Assignment:
The line containing "Query: round duct elbow" and all lines following it in the listing below are to be reproduced exactly, with no other lines.

━━━ Records to use ━━━

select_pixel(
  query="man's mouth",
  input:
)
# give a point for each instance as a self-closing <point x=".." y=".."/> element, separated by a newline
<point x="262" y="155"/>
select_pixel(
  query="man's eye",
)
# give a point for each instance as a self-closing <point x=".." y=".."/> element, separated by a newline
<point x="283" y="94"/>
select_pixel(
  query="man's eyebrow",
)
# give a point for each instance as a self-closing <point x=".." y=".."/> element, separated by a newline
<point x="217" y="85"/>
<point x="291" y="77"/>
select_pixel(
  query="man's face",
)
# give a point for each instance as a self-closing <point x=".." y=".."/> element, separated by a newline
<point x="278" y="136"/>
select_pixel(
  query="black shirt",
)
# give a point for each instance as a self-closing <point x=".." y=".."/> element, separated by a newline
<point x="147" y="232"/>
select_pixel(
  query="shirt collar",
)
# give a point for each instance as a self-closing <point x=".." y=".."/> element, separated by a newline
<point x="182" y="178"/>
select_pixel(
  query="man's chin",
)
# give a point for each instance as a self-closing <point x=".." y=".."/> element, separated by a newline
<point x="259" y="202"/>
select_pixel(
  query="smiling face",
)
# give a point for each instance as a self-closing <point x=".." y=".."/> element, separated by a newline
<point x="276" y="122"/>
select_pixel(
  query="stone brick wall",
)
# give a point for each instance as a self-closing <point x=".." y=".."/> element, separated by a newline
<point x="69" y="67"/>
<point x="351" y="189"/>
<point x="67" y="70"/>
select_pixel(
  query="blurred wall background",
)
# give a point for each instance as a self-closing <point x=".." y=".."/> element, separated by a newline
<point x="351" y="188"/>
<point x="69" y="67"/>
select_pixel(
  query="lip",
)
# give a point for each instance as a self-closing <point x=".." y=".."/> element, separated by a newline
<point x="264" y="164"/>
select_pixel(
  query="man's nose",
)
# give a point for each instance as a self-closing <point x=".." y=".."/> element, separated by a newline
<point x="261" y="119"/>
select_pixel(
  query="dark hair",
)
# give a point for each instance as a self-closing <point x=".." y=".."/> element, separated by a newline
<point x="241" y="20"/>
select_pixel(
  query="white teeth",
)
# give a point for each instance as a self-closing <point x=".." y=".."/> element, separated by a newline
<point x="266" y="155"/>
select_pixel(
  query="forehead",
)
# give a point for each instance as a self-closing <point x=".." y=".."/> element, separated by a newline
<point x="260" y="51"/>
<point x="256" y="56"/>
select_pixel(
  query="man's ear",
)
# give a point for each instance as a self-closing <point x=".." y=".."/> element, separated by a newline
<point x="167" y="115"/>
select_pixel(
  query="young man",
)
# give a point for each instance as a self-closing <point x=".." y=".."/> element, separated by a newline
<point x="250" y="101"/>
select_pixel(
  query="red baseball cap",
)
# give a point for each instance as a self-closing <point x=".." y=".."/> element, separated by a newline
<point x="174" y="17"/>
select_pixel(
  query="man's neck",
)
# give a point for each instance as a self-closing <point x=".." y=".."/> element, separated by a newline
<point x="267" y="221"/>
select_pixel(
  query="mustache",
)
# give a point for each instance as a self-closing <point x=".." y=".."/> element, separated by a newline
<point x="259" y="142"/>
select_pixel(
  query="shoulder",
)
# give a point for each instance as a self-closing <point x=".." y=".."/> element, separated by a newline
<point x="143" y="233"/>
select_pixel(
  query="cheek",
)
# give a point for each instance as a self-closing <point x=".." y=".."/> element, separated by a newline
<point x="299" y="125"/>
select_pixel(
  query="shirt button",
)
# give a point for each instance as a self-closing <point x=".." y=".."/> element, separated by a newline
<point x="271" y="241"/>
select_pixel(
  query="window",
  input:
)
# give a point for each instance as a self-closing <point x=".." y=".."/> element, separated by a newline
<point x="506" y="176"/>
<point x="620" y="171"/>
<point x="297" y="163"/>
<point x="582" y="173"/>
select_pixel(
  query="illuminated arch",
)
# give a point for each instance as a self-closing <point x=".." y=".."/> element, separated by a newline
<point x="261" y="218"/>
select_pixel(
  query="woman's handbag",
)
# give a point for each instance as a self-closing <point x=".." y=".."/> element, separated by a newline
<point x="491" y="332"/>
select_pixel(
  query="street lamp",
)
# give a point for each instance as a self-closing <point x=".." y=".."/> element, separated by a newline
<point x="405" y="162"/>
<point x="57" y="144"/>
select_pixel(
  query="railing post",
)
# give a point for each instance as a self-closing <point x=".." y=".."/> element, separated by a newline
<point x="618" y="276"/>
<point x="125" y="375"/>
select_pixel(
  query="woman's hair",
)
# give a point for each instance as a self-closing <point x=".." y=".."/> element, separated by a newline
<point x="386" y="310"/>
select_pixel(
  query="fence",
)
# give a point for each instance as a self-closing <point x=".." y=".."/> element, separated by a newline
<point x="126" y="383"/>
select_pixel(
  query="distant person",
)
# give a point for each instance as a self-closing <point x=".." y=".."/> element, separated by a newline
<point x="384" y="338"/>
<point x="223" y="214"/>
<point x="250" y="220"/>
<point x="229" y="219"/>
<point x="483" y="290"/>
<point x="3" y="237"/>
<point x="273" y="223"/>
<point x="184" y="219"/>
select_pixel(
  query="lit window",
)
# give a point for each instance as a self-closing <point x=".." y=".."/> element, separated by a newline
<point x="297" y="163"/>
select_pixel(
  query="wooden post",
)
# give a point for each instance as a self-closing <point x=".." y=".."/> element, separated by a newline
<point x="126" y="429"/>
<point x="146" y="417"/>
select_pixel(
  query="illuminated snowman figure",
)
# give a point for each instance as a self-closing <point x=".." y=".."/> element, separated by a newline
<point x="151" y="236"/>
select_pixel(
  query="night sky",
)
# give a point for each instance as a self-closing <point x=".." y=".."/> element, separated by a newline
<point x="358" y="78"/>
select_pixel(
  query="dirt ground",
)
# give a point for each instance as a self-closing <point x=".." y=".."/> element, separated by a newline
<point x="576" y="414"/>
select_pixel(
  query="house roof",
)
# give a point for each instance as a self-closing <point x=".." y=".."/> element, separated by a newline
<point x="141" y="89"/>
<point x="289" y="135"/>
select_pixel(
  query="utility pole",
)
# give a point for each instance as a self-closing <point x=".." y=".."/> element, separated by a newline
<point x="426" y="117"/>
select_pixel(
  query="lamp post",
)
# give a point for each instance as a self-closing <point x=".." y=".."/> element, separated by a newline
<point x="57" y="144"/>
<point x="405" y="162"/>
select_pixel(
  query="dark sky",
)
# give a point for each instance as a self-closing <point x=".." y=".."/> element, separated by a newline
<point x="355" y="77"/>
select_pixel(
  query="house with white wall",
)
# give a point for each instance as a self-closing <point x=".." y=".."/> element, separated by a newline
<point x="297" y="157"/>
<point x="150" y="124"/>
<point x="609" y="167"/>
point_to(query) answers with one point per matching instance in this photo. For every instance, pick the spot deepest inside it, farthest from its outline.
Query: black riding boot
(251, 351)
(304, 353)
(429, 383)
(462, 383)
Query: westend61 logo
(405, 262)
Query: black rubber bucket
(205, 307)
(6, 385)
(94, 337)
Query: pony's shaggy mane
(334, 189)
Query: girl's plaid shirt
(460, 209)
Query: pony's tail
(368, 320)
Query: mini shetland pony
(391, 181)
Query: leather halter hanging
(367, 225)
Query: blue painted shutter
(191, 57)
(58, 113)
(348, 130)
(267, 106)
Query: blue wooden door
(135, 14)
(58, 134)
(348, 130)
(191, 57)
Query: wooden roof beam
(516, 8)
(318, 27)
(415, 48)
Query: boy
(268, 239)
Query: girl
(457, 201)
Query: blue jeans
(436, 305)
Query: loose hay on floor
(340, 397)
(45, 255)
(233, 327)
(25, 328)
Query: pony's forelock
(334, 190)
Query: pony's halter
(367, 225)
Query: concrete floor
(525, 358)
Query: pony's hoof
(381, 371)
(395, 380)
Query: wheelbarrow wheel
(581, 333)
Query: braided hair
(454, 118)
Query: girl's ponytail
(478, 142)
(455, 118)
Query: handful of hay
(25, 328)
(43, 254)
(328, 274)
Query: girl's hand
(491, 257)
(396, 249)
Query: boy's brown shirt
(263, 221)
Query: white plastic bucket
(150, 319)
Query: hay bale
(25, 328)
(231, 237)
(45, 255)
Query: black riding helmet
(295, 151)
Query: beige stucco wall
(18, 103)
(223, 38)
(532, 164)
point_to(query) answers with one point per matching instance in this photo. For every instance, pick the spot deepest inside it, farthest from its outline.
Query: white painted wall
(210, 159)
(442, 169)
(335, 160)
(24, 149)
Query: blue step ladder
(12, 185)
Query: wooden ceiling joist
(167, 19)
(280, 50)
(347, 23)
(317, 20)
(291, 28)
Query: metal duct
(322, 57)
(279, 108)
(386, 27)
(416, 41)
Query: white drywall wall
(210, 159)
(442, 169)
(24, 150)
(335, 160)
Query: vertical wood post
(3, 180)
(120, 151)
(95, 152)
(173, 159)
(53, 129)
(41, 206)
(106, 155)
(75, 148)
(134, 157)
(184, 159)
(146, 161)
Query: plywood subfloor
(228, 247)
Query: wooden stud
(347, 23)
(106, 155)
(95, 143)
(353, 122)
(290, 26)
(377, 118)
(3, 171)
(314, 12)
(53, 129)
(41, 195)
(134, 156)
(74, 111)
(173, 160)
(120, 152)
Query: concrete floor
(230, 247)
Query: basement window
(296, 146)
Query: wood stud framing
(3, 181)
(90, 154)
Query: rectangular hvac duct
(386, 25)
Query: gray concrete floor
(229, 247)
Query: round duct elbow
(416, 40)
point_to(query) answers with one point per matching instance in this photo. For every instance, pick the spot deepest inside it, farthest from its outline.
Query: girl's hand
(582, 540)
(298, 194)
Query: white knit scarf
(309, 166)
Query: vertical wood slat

━━━

Result of this task:
Query: round duct elbow
(416, 40)
point_to(query) answers with one point per matching instance in this photo. For every instance, pick the spot deepest inside it, farthest from its outline.
Query: girl's hand
(582, 540)
(298, 194)
Query: white knit scarf
(309, 166)
Query: vertical wood slat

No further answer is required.